ASSIGNED TASK:
Below are some entries. Count how many of their lines include "light", then give that number only.

-- Opening Marker --

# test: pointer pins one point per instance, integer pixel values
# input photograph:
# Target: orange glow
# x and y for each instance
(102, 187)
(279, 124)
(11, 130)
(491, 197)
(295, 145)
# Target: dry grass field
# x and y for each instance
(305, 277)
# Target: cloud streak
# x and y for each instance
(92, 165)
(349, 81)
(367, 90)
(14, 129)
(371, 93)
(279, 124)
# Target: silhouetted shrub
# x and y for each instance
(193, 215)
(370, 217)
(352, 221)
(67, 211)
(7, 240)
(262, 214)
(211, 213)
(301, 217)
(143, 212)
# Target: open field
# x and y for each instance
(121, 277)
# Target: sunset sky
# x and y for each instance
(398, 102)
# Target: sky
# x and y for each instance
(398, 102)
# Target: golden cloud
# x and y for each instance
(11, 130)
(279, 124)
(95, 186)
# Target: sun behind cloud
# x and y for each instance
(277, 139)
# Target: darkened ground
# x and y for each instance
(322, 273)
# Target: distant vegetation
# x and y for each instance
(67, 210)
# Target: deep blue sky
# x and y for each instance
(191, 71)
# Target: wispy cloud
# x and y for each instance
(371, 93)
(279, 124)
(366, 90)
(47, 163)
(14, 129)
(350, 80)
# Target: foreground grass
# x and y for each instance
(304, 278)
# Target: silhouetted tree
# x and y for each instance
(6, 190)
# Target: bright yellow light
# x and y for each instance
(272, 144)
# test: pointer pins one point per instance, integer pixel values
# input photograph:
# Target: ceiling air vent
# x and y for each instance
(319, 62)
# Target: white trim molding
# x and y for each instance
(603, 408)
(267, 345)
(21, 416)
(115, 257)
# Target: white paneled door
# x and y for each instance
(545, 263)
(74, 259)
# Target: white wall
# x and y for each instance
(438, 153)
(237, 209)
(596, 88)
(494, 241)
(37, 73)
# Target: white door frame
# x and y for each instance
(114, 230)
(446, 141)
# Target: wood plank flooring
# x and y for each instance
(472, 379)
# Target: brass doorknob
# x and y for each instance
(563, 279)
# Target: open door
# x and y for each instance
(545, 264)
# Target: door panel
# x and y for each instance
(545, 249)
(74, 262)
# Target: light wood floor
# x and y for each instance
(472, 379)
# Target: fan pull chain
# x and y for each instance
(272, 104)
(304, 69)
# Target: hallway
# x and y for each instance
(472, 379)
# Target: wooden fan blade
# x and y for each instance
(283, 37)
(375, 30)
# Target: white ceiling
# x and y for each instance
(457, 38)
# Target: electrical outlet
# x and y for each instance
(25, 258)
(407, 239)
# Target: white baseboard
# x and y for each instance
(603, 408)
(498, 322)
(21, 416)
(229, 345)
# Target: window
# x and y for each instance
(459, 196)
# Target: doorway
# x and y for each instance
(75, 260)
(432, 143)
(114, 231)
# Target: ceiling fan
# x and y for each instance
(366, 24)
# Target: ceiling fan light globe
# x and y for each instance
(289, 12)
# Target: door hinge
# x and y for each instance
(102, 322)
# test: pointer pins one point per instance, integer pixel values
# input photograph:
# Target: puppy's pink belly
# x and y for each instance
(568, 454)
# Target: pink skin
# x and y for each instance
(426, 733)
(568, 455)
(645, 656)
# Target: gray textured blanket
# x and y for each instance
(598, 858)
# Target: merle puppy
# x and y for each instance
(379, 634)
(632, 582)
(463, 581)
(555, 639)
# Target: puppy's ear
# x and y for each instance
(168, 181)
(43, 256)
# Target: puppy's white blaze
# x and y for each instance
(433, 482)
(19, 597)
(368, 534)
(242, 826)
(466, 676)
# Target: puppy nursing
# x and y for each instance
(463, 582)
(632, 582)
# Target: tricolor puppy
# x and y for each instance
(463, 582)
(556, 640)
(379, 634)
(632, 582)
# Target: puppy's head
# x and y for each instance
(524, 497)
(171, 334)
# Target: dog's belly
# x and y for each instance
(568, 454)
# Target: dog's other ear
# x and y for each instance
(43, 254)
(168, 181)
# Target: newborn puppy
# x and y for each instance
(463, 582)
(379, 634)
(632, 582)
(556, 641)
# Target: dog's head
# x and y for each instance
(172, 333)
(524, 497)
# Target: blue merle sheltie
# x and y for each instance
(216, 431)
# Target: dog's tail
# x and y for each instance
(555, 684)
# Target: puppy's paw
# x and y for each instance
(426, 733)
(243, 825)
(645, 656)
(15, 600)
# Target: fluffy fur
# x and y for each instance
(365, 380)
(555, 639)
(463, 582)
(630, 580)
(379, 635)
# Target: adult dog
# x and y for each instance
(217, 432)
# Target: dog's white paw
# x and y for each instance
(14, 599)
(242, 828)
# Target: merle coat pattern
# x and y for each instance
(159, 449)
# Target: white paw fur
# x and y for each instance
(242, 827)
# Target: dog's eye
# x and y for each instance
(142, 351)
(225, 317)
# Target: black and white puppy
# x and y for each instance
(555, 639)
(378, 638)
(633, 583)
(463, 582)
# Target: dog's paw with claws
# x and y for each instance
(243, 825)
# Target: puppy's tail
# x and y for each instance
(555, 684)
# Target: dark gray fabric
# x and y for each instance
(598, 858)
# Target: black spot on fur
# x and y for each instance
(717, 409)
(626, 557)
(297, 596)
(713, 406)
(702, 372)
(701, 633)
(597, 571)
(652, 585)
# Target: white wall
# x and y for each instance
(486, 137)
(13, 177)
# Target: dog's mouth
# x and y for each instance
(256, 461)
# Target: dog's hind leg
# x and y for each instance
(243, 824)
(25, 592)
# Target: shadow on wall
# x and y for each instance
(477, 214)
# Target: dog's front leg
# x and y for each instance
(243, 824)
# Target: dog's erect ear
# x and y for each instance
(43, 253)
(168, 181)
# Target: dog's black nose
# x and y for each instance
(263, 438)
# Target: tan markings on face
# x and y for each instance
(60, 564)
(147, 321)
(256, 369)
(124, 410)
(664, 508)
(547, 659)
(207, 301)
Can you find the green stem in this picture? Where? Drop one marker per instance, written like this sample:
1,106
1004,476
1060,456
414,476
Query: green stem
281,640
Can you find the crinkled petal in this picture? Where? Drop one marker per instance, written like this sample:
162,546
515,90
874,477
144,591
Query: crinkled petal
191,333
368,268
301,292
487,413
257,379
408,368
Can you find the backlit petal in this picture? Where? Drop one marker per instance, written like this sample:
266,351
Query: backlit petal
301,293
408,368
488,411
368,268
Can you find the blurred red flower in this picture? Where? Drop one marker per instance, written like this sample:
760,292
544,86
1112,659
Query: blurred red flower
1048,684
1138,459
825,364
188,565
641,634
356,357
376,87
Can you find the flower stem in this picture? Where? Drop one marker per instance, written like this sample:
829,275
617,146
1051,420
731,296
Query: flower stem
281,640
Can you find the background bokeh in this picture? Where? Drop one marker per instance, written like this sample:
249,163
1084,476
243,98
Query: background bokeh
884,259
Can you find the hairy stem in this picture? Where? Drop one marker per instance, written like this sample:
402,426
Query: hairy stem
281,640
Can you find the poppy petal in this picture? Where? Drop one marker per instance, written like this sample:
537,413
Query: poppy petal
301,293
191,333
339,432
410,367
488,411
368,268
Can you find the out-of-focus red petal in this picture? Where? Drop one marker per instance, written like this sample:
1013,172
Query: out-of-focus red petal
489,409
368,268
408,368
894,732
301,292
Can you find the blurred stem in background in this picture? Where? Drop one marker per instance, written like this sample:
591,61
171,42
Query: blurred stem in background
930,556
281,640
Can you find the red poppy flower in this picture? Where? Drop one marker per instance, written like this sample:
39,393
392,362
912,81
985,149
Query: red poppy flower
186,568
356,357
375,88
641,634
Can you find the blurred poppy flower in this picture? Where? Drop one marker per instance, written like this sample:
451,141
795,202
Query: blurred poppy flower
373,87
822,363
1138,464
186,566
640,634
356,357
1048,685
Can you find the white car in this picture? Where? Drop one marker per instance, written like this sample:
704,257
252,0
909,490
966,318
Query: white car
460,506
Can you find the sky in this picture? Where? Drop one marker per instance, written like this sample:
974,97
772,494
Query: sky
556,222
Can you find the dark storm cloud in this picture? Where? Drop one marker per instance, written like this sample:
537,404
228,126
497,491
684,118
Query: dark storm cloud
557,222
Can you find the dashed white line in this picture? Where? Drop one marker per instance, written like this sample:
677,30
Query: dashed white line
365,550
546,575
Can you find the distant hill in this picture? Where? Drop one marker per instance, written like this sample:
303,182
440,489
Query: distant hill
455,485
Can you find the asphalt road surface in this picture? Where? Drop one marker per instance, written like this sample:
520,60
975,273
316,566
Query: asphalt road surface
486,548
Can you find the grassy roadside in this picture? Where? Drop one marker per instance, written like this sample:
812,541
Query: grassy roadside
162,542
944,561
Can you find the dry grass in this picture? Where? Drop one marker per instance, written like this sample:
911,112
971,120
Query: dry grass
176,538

-- Closing Marker --

SOLUTION BELOW:
3